Excerpt provided: Begin
Are some of these issues explained by SMARCC2-related syndrome?
Joining Research, Getting Results
The McGregors joined SPARK, the largest study of autism, in 2018, after learning about it from a Facebook group. SPARK conducts genetic analyses of participants to look for changes in genes and in segments of chromosomes where there may be missing or extra material. Chromosomes are the structures in cells that contain genes. By such methods, scientists from SPARK and other research projects are identifying more and more genes that are linked to autism.
In January 2019, a scientific journal published a paper describing a syndrome caused by changes to the SMARCC2 gene. An international group of researchers studied 15 children and teenagers who have different changes to that gene.2 All 15 have intellectual disability or developmental delays ranging from mild to severe. Thirteen have speech delays, with seven having no language. Thirteen have low muscle tone, eight have feeding problems, four have seizures, and two have heart abnormalities.2
Two-thirds of the group have behavioral symptoms, such as hyperactivity, aggressiveness, obsessive and rigid behavior, and being very sensitive to touch. Two have problems with social interactions but do not have an autism diagnosis.2
Some of the symptoms found in the 15 people, such as being sensitive to touch, rigid behavior, and speech delays, are also found in autism. A change to SMARCC2 raises the risk of autism, says a leader of the research team, Philippe M. Campeau, M.D., of the CHU Sainte-Justine Research Center and University of Montreal.
Some of the 15 youth have similar physical traits, such as thick eyebrows, an upturned nose, a thin upper or thick lower lip, or extra body hair.
Jensynn does not have those physical traits, his mother says. Nor does he have the feeding and growth problems sometimes found in SMARCC2 syndrome.
In fact, unlike many third graders, he eats a variety of fruits and vegetables. While McGregor was chopping vegetables recently, Jensynn asked her if he could taste both raw green peppers and onions. To her surprise, he liked both. “My mind was just blown,” she says.
Little is known about the newly described SMARCC2-related syndrome. The McGregors have questions that they hope will be answered when more research is done. For example, Shawn McGregor asks, “How many adults have SMARCC2 changes?”
Excerpt provided: End
→ **Exercise instructions**:
1 – Update the passage on SMARCC2-related syndrome starting at "Are some of" and ending at "linked to autism." so that "largest study" is replaced by "biggest study".
2 – Take the passage on SMARCC2-related syndrome further by continuing it past its final sentence.
Source data: Begin
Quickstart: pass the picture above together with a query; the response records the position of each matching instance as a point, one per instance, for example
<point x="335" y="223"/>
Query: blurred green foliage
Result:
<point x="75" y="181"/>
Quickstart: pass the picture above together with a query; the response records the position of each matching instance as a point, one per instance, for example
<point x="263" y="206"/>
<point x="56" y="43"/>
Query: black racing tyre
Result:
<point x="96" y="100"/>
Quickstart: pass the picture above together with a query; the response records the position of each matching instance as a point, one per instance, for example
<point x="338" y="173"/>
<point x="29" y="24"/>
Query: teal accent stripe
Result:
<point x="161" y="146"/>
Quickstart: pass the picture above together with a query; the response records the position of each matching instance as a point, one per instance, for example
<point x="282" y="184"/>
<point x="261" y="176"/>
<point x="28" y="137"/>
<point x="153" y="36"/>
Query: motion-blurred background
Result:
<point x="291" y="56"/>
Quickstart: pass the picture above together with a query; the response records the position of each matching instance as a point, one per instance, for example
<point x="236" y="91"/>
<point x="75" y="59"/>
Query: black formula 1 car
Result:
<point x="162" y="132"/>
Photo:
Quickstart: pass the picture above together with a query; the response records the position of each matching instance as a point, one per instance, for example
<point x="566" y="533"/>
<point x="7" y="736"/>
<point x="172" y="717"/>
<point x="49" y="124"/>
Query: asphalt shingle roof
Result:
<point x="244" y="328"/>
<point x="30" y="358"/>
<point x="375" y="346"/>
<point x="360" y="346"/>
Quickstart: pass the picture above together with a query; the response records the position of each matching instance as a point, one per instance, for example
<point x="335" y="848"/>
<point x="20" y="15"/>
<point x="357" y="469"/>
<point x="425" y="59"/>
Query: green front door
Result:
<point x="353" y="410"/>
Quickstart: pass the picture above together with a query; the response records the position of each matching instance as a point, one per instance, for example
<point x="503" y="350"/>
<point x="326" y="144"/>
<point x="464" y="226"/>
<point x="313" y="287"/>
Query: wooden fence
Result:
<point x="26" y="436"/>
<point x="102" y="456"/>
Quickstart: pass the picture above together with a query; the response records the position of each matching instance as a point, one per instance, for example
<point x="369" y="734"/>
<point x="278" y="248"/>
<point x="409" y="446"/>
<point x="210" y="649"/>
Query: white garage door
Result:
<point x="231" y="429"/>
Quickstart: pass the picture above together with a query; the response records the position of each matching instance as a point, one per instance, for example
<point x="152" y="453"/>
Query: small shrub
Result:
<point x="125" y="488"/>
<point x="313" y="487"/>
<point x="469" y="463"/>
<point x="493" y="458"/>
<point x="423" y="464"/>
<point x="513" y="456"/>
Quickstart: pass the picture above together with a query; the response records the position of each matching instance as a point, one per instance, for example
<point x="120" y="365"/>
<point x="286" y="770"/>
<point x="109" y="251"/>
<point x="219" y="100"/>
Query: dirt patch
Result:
Source data: End
→ **Results by task**:
1 –
Are some of these issues explained by SMARCC2-related syndrome?
Joining Research, Getting Results
The McGregors joined SPARK, the biggest study of autism, in 2018, after learning about it from a Facebook group. SPARK conducts genetic analyses of participants to look for changes in genes and in segments of chromosomes where there may be missing or extra material. Chromosomes are the structures in cells that contain genes. By such methods, scientists from SPARK and other research projects are identifying more and more genes that are linked to autism.

2 –
Campeau, who has been researching SMARCC2 and related genes, says that SMARCC2-related syndrome is very rare. “There will be an increase in awareness of the condition now that we published about it,” he says. He predicts that about 50 people will be diagnosed with a significant change to a SMARCC2 gene in the next three years.
To contribute to research into that gene, the McGregors joined Simons Searchlight, which studies rare genetic conditions. “Simons Searchlight is the next step in research for SPARK families who receive a genetic diagnosis,” explains Jennifer Tjernagel, senior project manager of Searchlight. “Once we know the genetic diagnosis, there are many other questions to ask, and Searchlight takes a deeper dive into getting those answers with families.” SPARK and Searchlight are both funded by the Simons Foundation Autism Research Initiative.
Looking Ahead for Jensynn
Although she felt apprehensive when she first heard about SMARCC2, Jessica McGregor says she is glad to have that information. She shared the news with Jensynn’s doctor, who is interested in genetics. “The doctor said to wait and see what other information comes out about it, and not jump to conclusions or be scared,” she says. The McGregors hope further research will help prepare people who have SMARCC2 changes for health challenges that could arise in the future.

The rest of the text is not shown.